◆ **Set problem**:
Everything from the line that holds "Every instance of the stone step" through the end of the data below should be output exactly, both ends included.

◆ **Rows**:
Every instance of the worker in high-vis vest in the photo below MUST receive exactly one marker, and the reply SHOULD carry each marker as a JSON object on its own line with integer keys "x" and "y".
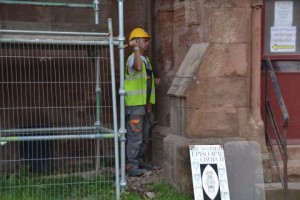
{"x": 140, "y": 95}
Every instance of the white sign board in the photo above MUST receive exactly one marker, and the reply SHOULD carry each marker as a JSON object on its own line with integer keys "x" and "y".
{"x": 209, "y": 172}
{"x": 283, "y": 39}
{"x": 283, "y": 13}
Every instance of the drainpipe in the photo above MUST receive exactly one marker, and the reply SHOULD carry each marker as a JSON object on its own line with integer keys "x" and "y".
{"x": 256, "y": 59}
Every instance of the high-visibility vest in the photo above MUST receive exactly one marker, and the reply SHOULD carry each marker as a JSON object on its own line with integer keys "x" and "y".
{"x": 136, "y": 87}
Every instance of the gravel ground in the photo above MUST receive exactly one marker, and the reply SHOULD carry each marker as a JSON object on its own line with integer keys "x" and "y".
{"x": 141, "y": 184}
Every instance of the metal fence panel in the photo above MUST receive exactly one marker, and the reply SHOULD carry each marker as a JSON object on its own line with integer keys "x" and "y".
{"x": 57, "y": 118}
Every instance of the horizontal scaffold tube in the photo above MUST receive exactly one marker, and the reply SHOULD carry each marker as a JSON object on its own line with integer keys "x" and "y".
{"x": 53, "y": 129}
{"x": 55, "y": 137}
{"x": 53, "y": 32}
{"x": 58, "y": 4}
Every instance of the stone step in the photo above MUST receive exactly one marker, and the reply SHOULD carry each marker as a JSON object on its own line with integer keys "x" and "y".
{"x": 293, "y": 152}
{"x": 293, "y": 170}
{"x": 274, "y": 191}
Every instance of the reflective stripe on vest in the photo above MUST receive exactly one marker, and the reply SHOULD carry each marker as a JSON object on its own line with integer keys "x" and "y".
{"x": 136, "y": 88}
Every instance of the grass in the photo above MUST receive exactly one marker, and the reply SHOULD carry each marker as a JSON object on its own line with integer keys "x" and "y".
{"x": 162, "y": 191}
{"x": 35, "y": 187}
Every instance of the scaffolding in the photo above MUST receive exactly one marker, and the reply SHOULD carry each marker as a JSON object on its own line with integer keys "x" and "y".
{"x": 58, "y": 114}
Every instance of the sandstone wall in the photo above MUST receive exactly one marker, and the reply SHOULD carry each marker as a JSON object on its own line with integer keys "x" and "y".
{"x": 204, "y": 50}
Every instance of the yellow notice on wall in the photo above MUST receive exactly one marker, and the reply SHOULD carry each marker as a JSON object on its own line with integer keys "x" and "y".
{"x": 283, "y": 39}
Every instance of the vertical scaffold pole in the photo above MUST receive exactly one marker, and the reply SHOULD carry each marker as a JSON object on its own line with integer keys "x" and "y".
{"x": 122, "y": 130}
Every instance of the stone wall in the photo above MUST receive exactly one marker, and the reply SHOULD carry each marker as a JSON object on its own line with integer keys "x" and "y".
{"x": 204, "y": 54}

◆ **Task solution**:
Every instance of the stone step in the photo above MUST receive exactly one marker, and the reply SHOULD carry each marker as a JSON object on its own line with integer keys "x" and "y".
{"x": 293, "y": 152}
{"x": 293, "y": 170}
{"x": 274, "y": 191}
Every instance of the reflective stripe on vest in the photo above MUST receive exactly one marker, and the reply SHOULD carry each marker as a JSON object on its own line with integer keys "x" and "y".
{"x": 136, "y": 88}
Every instance of the grass in the photo above MUST receive exactly one marker, and the reply SHOULD carry each marker as a JSON object on its own line with integer keys "x" and "y".
{"x": 162, "y": 191}
{"x": 35, "y": 187}
Every instance of the scaffolding in the photo above MUST receive exactly one marker, and the reply SHOULD carry each marker as a JSON object on its own line with integer keys "x" and "y".
{"x": 58, "y": 114}
Every instance of the sandstone wall in the photo above MUST receive exactly one marker, and the reply SHOULD carry each marker as a JSON object on its own line with integer keys "x" and "y".
{"x": 204, "y": 50}
Every instance of the yellow notice on wall in the photo above MUST receive exactly one marker, and the reply SHOULD carry each marker as a JSON object on its own line with integer keys "x" and "y".
{"x": 283, "y": 39}
Every instance of the vertical scaffold pole in the photo above MUST receive exactly one marker, and the reply SHOULD carry each marker as a JSON object on its own line with integer keys "x" and "y".
{"x": 122, "y": 130}
Every instance of the stone wall in the photo above MUST receive exactly one marker, and the reply SHOULD carry each marker as a JSON object on its own line with integer keys "x" and "y".
{"x": 204, "y": 54}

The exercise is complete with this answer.